**What is needed**:
Answer these questions using the passage on hospital quality costs below.
1. In what year were the facts about unnecessary lab investigations registered?
2. Where did the committee propose an optimal quality level could be found?
3. What change in the percentage of investigation used does the passage report?

START Text passage

In 2006 with the facts registered in our hospital about unnecessary lab investigations requested by the Emergency department, the printed forms, lab resources, manpower and waiting time of the patient cost the hospital much. The repeated complaints from the Laboratory staff regarding unjustified investigation encouraged top management to do a research about quality cost.

The committee assigned for this study proposed that an optimal quality level could be found where the losses due to defects were equal to the cost of quality control. The “cost of poor quality of an organization is the difference between the actual operating cost and what the operating cost would be if there were no failures in its system and no mistakes by its staff (Bland et al., 1998). They remarked that quality costs are a measure of costs specifically associated with the achievement or non-achievement of product or service requirements established by the organization and its contracts with customers and society. The process of internal and external failure costs, appraisal cost and improvement costs shows a great result in reducing the percentage of investigation used from 13% to 7%. The percentage of revenues in service exceeds 40 per cent due to the fast discharge of patients with higher level of satisfaction. This also gives a clue to the Top management to focus on a bed capacity management in ED and its consequence problems to be tackled. The hospital director conducted several meetings with senior managers and concerned staff from ED to discuss, evaluates, recommend and solve.

END Text passage
START Excerpted data

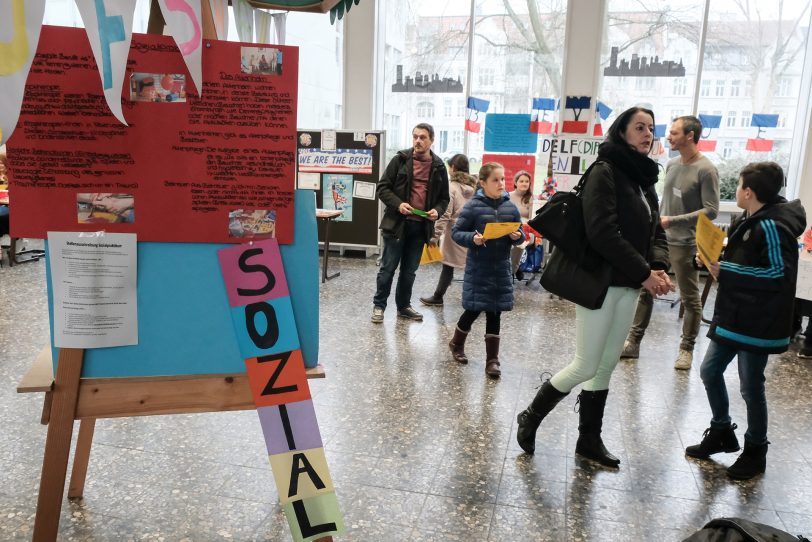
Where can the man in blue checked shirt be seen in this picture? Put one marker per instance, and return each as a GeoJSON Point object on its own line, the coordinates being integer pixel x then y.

END Excerpted data
START Excerpted data

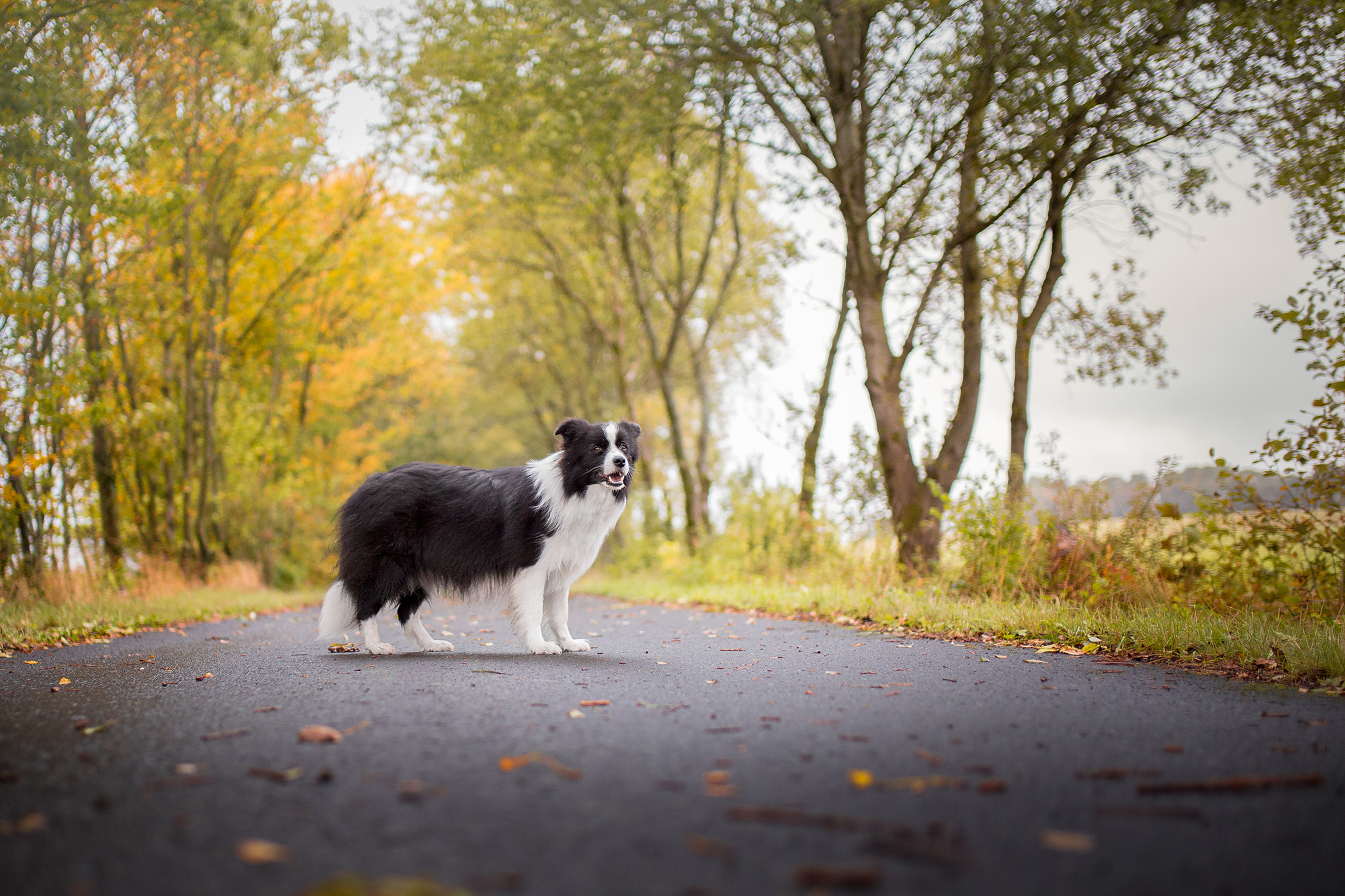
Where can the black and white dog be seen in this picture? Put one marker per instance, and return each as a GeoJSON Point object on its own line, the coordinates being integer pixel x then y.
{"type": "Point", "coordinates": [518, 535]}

END Excerpted data

**Task output**:
1. 2006.
2. Where the losses due to defects were equal to the cost of quality control.
3. It fell from 13% to 7%.